**Tarefas e exercícios**
**1)** Responda com base no texto sobre Piaget:
(a) Em que cidade e em que ano Piaget nasceu?
(b) Em que período ele foi professor de psicologia genética na Sorbonne?
(c) Segundo o texto, que faixa de idade o estágio sensorimotor abrange?
**2)** Dê continuidade ao texto sobre Piaget a partir da última frase apresentada.

**Trecho fornecido**

____

(*) Nelson Valente
Jean Piaget nasceu em Neuchâtel, na Suíça, em 1896. Diplomou-se em ciências naturais aos 21 anos, doutorando-se no ano seguinte. Interessou-se pela psicologia, realizando estudos em Zurique e em Paris. Foi professor dessa matéria nas Universidades de Neuchâtel, Lausanne e Genebra e de psicologia genética na Sorbonne, de 1952 a 1963. Presidente da Comissão Suíça na UNESCO, foi enviado em missão a Beirute, Paris, Florença e Rio de Janeiro. A UNESCO confiou-lhe a elaboração da obra O direito à educação. Piaget tornou-se membro do Conselho Executivo da instituição.
Piaget abordou o desenvolvimento da inteligência através do processo de maturação biológica. Para ele, há duas formas de aprendizagem. A primeira, mais ampla, equivale ao próprio desenvolvimento da inteligência. Este desenvolvimento é um processo espontâneo e contínuo que inclui maturação, experiência, transmissão social e desenvolvimento do equilíbrio. A segunda forma de aprendizagem é limitada à aquisição de novas respostas a situações específicas ou à aquisição de novas estruturas para algumas operações mentais específicas.
O processo de aprendizagem envolve a assimilação e a acomodação. Na medida em que participamos ativamente dos acontecimentos, assimilamos mentalmente as informações sobre o ambiente físico e social e transformamos o conhecimento adquirido em formas de agir sobre o meio. O conhecimento assimilado para a constituir a bagagem de experiências que nos permite enfrentar as novas situações, assimilar outras experiências e formular novas ideias e conceitos.
As novas aprendizagens baseiam-se nas anteriores assim, a inteligência humana desenvolve-se: aprendizagens simples servem de base a outras aprendizagens mais complexas.
Quando transformamos o conhecimento assimilado em uma nova forma de ação, realizamos uma acomodação entre o nosso organismo nos aspectos físico e mental e o ambiente no qual vivemos.
Através de assimilações e acomodações constantes e contínuas, cada indivíduo organiza sua noção da realidade, seu próprio conhecimento.
No processo de desenvolvimento, tal como é visto por Piaget, cada criança se desenvolve através de estágios. O autor distingue três estágios fundamentais:
SENSORIMOTOR
Sensorimotor – que vai do nascimento aos 2 anos de idade. Neste estágio a criança evolui de uma situação puramente reflexa até a diferenciação do mundo exterior em relação a si própria.

____

**Conjunto de dados**
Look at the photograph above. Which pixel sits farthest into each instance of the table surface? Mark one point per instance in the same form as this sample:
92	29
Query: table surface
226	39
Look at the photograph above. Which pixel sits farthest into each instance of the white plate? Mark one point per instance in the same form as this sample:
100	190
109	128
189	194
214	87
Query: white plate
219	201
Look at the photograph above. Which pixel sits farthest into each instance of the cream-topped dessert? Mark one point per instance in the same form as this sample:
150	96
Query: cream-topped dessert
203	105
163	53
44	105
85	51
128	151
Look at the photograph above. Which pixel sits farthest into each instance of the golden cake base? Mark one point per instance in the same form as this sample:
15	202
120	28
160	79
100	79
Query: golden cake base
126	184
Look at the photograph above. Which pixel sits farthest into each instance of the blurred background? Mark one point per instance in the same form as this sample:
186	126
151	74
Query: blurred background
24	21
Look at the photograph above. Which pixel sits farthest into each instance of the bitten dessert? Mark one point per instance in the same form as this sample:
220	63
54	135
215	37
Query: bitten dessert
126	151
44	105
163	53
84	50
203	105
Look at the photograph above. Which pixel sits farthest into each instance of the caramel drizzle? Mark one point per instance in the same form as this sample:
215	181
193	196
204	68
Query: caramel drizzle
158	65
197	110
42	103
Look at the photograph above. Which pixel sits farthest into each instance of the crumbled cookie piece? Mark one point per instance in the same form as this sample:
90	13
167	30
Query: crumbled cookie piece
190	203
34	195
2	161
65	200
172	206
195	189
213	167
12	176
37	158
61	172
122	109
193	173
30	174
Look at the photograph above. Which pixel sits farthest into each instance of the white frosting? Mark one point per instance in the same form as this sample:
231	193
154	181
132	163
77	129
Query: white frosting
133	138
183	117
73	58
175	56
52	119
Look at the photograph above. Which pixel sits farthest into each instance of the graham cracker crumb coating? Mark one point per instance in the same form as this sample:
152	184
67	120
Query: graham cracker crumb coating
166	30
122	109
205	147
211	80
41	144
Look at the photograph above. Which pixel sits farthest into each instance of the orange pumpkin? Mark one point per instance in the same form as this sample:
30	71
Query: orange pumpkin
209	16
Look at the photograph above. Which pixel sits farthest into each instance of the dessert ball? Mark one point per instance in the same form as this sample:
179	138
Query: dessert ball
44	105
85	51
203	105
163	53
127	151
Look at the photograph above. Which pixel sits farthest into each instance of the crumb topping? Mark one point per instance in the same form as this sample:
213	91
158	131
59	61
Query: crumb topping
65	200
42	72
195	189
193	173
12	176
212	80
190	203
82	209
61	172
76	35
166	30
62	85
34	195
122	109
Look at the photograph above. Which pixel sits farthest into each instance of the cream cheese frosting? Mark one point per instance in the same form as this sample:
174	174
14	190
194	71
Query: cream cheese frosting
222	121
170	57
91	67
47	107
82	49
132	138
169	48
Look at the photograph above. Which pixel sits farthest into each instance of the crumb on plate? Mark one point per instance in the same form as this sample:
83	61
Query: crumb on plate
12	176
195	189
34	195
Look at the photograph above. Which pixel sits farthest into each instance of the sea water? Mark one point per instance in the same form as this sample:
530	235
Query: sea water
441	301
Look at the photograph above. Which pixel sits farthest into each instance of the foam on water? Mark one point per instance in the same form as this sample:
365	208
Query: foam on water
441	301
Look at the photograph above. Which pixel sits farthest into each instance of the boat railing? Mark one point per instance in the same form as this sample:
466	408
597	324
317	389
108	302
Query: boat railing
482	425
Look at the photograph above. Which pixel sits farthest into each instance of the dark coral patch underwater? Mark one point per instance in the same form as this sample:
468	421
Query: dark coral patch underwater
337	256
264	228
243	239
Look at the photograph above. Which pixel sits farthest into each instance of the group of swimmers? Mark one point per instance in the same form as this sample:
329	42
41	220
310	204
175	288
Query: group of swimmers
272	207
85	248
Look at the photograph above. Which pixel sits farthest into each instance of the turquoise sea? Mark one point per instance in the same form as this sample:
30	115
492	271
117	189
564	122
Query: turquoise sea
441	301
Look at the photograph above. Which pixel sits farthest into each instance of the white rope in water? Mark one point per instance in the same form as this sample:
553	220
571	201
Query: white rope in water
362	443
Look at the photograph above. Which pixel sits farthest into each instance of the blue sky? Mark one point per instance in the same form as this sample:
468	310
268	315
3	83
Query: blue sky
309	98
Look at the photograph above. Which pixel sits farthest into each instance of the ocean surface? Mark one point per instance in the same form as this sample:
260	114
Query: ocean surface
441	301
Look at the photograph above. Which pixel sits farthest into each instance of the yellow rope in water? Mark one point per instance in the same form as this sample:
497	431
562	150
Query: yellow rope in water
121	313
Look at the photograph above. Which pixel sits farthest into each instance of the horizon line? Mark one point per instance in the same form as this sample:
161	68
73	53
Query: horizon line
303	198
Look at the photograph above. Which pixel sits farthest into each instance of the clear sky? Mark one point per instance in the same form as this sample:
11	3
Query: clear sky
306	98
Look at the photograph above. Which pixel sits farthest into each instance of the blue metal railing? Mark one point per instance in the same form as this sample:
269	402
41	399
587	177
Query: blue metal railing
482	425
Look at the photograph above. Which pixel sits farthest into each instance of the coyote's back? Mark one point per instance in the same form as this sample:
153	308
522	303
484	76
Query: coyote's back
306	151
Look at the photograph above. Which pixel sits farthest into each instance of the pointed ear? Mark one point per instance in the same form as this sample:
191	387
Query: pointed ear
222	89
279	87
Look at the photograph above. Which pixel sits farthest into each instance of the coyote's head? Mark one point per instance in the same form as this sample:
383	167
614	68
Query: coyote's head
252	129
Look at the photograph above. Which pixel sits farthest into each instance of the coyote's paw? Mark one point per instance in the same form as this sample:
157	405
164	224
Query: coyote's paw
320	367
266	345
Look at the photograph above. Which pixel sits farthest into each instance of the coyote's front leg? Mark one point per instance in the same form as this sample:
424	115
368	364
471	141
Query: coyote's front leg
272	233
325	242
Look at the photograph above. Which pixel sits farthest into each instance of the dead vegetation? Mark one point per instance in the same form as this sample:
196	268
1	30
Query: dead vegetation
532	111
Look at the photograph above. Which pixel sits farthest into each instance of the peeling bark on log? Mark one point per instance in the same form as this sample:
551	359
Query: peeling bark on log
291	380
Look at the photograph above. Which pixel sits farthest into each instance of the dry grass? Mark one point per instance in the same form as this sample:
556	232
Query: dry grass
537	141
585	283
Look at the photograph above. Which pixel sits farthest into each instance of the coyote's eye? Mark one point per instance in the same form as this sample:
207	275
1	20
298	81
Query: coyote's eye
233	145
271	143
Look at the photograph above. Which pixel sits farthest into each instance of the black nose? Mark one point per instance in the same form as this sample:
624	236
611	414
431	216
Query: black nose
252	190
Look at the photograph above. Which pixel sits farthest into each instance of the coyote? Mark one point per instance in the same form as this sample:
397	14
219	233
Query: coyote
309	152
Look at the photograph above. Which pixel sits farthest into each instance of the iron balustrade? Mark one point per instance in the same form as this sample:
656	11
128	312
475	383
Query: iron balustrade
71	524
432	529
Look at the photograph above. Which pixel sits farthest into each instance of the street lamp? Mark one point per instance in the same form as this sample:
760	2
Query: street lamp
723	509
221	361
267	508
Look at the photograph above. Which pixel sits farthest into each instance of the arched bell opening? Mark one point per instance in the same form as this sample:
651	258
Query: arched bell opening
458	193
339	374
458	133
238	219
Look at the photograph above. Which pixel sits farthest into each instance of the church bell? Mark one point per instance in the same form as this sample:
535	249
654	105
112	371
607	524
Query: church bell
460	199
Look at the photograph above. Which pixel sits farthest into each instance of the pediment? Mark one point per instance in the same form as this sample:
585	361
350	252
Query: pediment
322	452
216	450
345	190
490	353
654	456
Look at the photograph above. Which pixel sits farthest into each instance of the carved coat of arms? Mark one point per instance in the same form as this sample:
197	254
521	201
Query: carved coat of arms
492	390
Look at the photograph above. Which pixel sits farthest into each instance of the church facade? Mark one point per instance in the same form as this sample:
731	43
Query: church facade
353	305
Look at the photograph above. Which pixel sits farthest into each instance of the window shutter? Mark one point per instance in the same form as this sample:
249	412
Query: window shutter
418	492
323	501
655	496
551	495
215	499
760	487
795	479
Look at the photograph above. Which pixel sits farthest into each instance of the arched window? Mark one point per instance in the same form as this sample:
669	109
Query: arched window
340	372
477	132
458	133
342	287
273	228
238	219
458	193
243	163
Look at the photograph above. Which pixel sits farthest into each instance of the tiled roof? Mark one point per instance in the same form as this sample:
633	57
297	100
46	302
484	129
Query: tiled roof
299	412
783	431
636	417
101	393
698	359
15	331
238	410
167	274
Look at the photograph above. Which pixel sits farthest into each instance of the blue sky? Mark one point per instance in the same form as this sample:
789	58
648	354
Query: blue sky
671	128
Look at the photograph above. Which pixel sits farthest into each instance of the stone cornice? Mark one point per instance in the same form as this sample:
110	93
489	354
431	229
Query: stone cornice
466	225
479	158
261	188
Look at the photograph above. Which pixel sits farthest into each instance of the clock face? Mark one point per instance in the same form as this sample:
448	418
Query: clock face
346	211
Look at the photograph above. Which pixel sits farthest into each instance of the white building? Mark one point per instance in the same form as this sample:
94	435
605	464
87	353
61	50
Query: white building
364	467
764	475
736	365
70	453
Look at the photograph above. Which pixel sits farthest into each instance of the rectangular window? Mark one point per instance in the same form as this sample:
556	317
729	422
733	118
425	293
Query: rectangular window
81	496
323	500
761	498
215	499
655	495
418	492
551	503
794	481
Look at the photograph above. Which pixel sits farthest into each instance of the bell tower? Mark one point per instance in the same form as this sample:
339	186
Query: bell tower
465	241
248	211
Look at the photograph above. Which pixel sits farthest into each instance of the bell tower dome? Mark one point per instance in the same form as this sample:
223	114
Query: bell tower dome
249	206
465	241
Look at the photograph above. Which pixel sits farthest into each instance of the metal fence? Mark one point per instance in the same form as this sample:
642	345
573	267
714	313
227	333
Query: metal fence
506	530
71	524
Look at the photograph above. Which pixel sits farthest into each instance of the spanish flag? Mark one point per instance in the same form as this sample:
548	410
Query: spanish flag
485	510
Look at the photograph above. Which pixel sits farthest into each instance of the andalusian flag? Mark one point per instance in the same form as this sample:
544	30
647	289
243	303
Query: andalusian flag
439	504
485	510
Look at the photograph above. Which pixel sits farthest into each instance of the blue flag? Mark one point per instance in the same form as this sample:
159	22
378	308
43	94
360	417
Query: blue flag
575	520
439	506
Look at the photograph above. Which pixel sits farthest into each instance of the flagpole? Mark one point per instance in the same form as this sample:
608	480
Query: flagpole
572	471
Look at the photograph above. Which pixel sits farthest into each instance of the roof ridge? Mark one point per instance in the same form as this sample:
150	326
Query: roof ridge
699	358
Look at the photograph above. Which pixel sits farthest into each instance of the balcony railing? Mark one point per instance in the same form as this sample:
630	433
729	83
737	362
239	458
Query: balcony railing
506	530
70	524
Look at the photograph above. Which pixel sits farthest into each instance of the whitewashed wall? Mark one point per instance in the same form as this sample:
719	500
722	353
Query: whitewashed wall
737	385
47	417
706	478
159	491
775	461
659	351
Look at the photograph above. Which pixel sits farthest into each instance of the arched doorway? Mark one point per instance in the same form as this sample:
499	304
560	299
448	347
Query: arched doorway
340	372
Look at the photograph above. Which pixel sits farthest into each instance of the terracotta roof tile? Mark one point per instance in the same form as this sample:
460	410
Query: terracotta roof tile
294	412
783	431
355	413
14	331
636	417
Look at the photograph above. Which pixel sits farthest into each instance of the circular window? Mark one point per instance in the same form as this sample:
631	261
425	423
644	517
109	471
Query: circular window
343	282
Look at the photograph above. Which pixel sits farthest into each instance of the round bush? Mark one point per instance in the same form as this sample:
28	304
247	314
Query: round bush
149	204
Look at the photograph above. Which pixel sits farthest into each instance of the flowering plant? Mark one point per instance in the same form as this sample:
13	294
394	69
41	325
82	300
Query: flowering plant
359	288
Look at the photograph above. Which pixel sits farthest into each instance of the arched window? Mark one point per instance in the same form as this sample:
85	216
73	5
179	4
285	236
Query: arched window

____

**Respostas por tarefa**
**1)**
(a) Em Neuchâtel, na Suíça, em 1896.
(b) De 1952 a 1963.
(c) Do nascimento aos 2 anos de idade.

**2)**
OPERAÇÕES CONCRETAS
Operações concretas – estende-se dos 2 aos 11 anos de idade e subdivide-se em pensamento pré-operacional (de 2 a 7 anos) e pensamento operacional concreto. Consiste na preparação e na realização das operações concretas em classes, relações e números.
OPERAÇÕES FORMAIS
Operações formais – de 11/12 até 14/15 anos. Período no qual o adolescente ajusta-se à realidade completa de sua atualidade, mas também é capaz de lidar com o mundo das possibilidades.
Os períodos ou estágios preconizados por Piaget não constituem divisões arbitrárias do processo evolutivo. Cada um deles se reveste de características mínimas que o define.
A teoria de aprendizagem de Jean Piaget alertou os educadores para o respeito ao estágio de desenvolvimento do pensamento infantil, adequando as atividades escolares às características evolutivas das crianças.
Piaget e a educação
O objetivo, aqui, é também apresentar ao leitor um Piaget bem mais desconhecido, mas cujas contribuições não podem ser de maneira alguma negligenciadas, num texto que se propõe a apontar a sua teoria como de importância significativa para a compreensão do mundo moderno. Que essas últimas linhas descrevam um pouco do Piaget educador.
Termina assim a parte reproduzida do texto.